_WHAT IS NEEDED:_ Every entry below is to be returned unchanged. Images are not part of the copy.
** EXERCISE MATERIALS follows **
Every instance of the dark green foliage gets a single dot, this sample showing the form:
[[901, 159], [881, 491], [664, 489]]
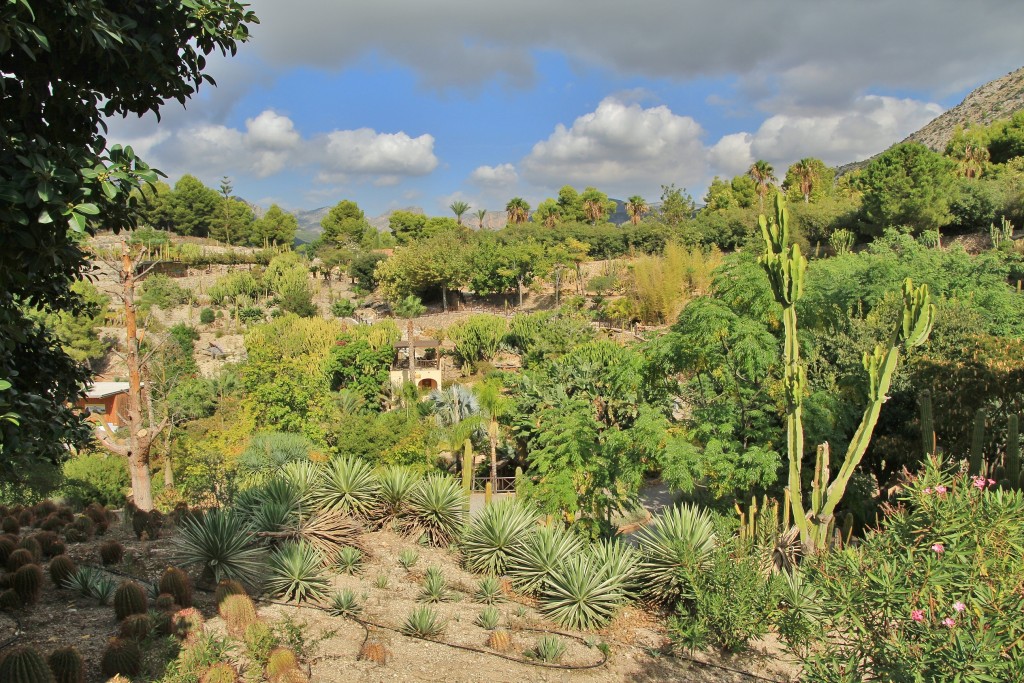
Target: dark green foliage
[[24, 665], [135, 627], [18, 559], [61, 568], [112, 552], [129, 599], [176, 582], [67, 666], [28, 583], [122, 656]]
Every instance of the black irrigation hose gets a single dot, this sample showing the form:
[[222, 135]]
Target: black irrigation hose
[[366, 624]]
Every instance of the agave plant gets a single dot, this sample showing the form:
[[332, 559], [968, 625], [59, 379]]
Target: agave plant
[[434, 587], [619, 562], [491, 537], [296, 572], [344, 603], [577, 595], [222, 543], [423, 623], [675, 548], [396, 484], [348, 484], [531, 562], [436, 508], [488, 591]]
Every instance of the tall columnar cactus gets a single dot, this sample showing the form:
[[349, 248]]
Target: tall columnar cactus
[[928, 443], [977, 461], [786, 267]]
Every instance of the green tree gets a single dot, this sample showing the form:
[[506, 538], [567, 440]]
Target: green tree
[[344, 224], [908, 186], [275, 227], [194, 207], [459, 208], [763, 175], [636, 208], [517, 210], [67, 67]]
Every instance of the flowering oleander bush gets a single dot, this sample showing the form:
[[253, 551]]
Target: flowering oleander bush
[[936, 594]]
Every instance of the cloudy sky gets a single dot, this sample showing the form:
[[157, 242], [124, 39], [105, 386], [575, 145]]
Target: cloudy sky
[[401, 102]]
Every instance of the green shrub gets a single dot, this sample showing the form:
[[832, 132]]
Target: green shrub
[[95, 477], [933, 595]]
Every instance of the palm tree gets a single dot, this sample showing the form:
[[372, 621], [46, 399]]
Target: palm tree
[[636, 208], [459, 208], [517, 210], [764, 176], [806, 175], [495, 406]]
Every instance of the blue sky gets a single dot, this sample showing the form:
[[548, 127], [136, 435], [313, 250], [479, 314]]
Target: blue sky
[[400, 102]]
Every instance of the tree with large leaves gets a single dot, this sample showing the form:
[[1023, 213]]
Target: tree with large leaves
[[64, 68]]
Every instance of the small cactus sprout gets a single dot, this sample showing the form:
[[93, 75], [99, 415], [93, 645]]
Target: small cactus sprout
[[18, 559], [24, 665], [220, 672], [238, 612], [28, 583], [129, 599], [61, 568], [121, 656], [67, 665], [136, 627], [176, 582], [373, 651], [227, 587], [500, 640], [112, 552], [281, 662]]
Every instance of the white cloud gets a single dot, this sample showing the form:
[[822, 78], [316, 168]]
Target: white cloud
[[499, 176], [621, 147], [366, 152]]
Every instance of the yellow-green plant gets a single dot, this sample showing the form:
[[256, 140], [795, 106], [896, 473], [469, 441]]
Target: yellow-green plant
[[786, 267]]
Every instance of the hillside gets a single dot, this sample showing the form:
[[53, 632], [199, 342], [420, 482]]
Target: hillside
[[996, 99]]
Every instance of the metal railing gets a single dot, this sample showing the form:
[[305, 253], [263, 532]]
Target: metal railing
[[503, 484]]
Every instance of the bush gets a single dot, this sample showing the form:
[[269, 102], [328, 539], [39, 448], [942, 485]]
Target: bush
[[934, 595], [95, 477]]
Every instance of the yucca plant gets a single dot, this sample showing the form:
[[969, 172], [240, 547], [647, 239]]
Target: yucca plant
[[222, 542], [349, 559], [348, 484], [675, 548], [436, 509], [434, 586], [488, 591], [619, 562], [408, 557], [423, 623], [296, 572], [344, 603], [488, 617], [549, 649], [577, 595], [491, 536], [531, 562], [396, 485]]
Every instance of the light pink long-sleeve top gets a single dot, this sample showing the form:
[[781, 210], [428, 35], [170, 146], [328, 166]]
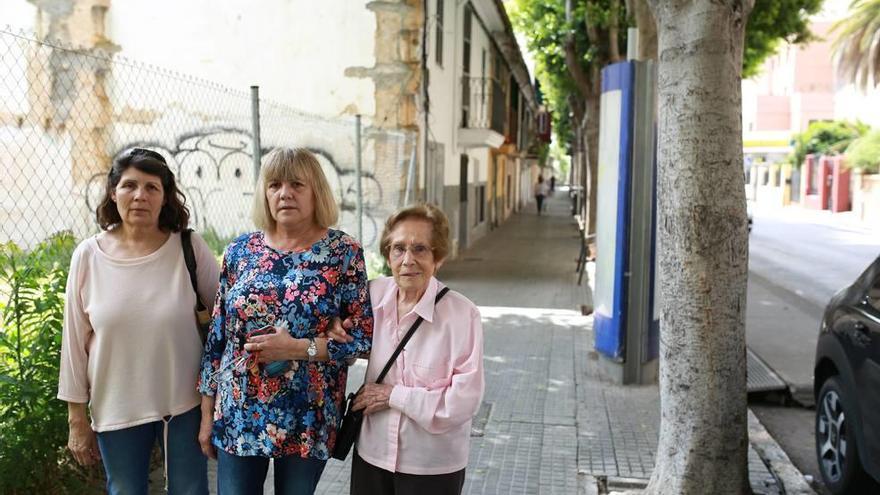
** End of EXERCISE MATERIALS **
_RESPONSE FOR THIS EXERCISE:_
Every instance of the dark green foliage gets a single dot, this sample showing the form:
[[901, 159], [881, 491], [664, 489]]
Target: dark green foliage
[[24, 665], [135, 627], [18, 559], [61, 568], [112, 552], [129, 599], [176, 582], [67, 666], [28, 583], [122, 656]]
Every instance of the black irrigation hose gets a single dot, this sample showing the form:
[[222, 135]]
Target: black irrigation hose
[[366, 624]]
Every instance of the agave plant gets a single dot, this sample showing the form:
[[332, 559], [968, 625], [59, 379]]
Target: agave plant
[[434, 587], [619, 562], [491, 537], [296, 572], [344, 603], [577, 595], [222, 543], [423, 623], [675, 548], [396, 484], [348, 484], [531, 562], [436, 508], [488, 591]]
Every instance of the tall columnar cactus gets a single dot, this sample showing the form:
[[349, 248]]
Target: tall columnar cactus
[[928, 443], [977, 461], [786, 267]]
Every instance of the green tree gets a single dot, this sample showing the form:
[[506, 538], [567, 440]]
Target: green tree
[[344, 224], [908, 186], [275, 227], [194, 207], [459, 208], [763, 175], [636, 208], [517, 210], [67, 67]]
Every instance of the flowering oleander bush gets a single dot, this sample showing the form:
[[253, 551]]
Target: flowering oleander bush
[[936, 594]]
Every instance of the cloudy sky gets a single dot, this sample showing the form:
[[157, 242], [124, 39], [105, 386], [575, 145]]
Target: cloudy sky
[[401, 102]]
Every instance of the green shrub gets a single dot, this sample showing the form:
[[832, 132]]
Target: green shrub
[[95, 477], [933, 595]]
Every instance of the palm tree gets a single dot, this sample showing the form:
[[372, 621], [46, 399]]
Target: palm tree
[[636, 208], [459, 208], [517, 210], [764, 176], [806, 175], [495, 406]]
Every instance of the blue sky gets a single dot, this sample showing the form:
[[548, 127], [136, 435], [313, 250], [479, 314]]
Target: blue sky
[[400, 102]]
Every instance of the tree with large leaves gets a single dot, this sample showing the form:
[[1023, 213]]
Target: tree with large leaves
[[64, 68]]
Every instance of the small cactus sprout gets a single dot, this sample showing the form:
[[93, 75], [99, 415], [93, 645]]
Target: small cactus sprout
[[18, 559], [24, 665], [220, 672], [238, 612], [28, 583], [129, 599], [61, 568], [121, 656], [67, 665], [136, 627], [176, 582], [373, 651], [227, 587], [500, 640], [112, 552], [281, 662]]
Every instance of the white cloud gets a single dot, this sample showing the form:
[[822, 78], [316, 168]]
Target: white cloud
[[499, 176], [621, 147], [366, 152]]
Every instance of the yellow-green plant gets a single dot, this sample showing the form:
[[256, 140], [795, 106], [896, 473], [469, 441]]
Target: yellow-green plant
[[786, 267]]
Every instance of the hillside gets a single dot, this sample showing the form:
[[53, 632], [199, 342], [420, 482]]
Target: hillside
[[996, 99]]
Every instance of the metal railing gets a single dot, this sample showing the form:
[[305, 253], [263, 532]]
Target: metal railing
[[503, 484]]
Every instance of the bush gets a single dot, this sample showing the form:
[[269, 102], [328, 539], [39, 448], [942, 485]]
Target: bush
[[934, 595], [95, 477]]
Every instance of the yucca plant gets a single dot, this sample showing the form:
[[969, 172], [240, 547], [647, 239]]
Target: yucca plant
[[222, 542], [349, 559], [348, 484], [675, 548], [436, 509], [434, 586], [488, 591], [619, 562], [408, 557], [423, 623], [296, 572], [344, 603], [488, 617], [549, 649], [577, 595], [491, 536], [531, 562], [396, 485]]
Every instance of the light pink long-sleeve top gets a single dot, this sample showing the form:
[[781, 210], [428, 35], [170, 146], [328, 166]]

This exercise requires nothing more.